> **YOUR INSTRUCTIONS**:
Which lines in the records below contain the word "sample"? Pull out each of those lines.

> **ENTRIES SUPPLIED**:
● ● ● ● ● ● ●
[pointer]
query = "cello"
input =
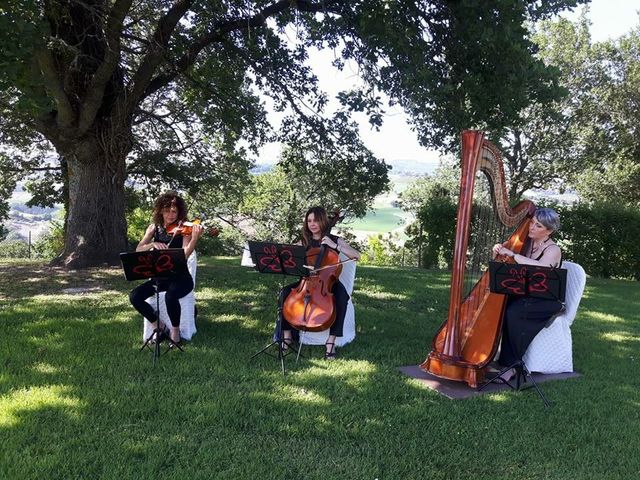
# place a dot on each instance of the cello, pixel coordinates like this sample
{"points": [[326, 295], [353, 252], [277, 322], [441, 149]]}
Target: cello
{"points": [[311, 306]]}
● ● ● ● ● ● ●
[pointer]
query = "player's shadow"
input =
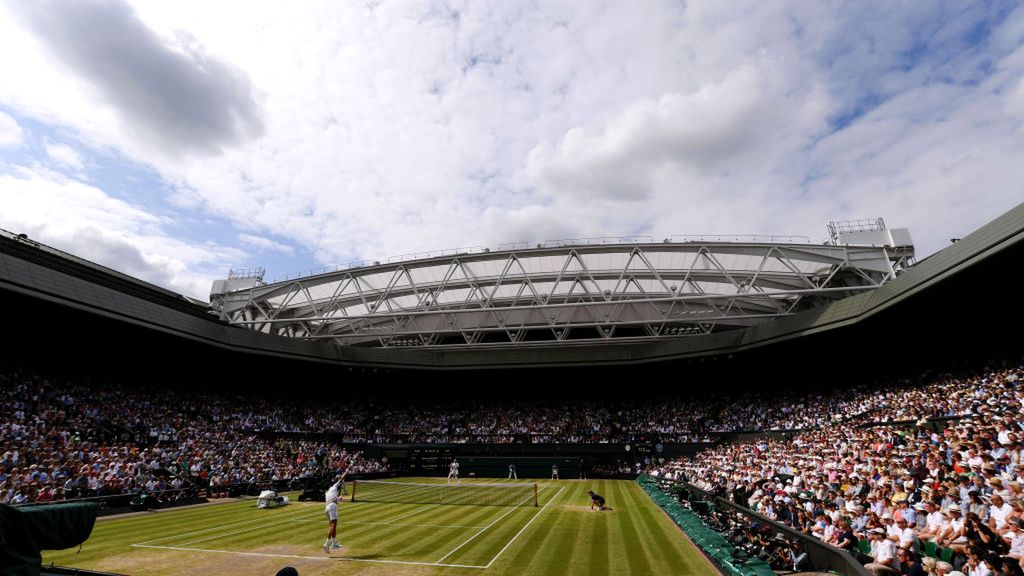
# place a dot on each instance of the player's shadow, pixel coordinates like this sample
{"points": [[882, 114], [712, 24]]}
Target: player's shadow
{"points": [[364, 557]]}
● ● ● ● ● ● ●
> **COMPLETE RESPONSE**:
# place a dot on each instance of the cello, pixel coordinates like this sample
# place a dot on each instance of the player's shadow, pixel coordinates like this sample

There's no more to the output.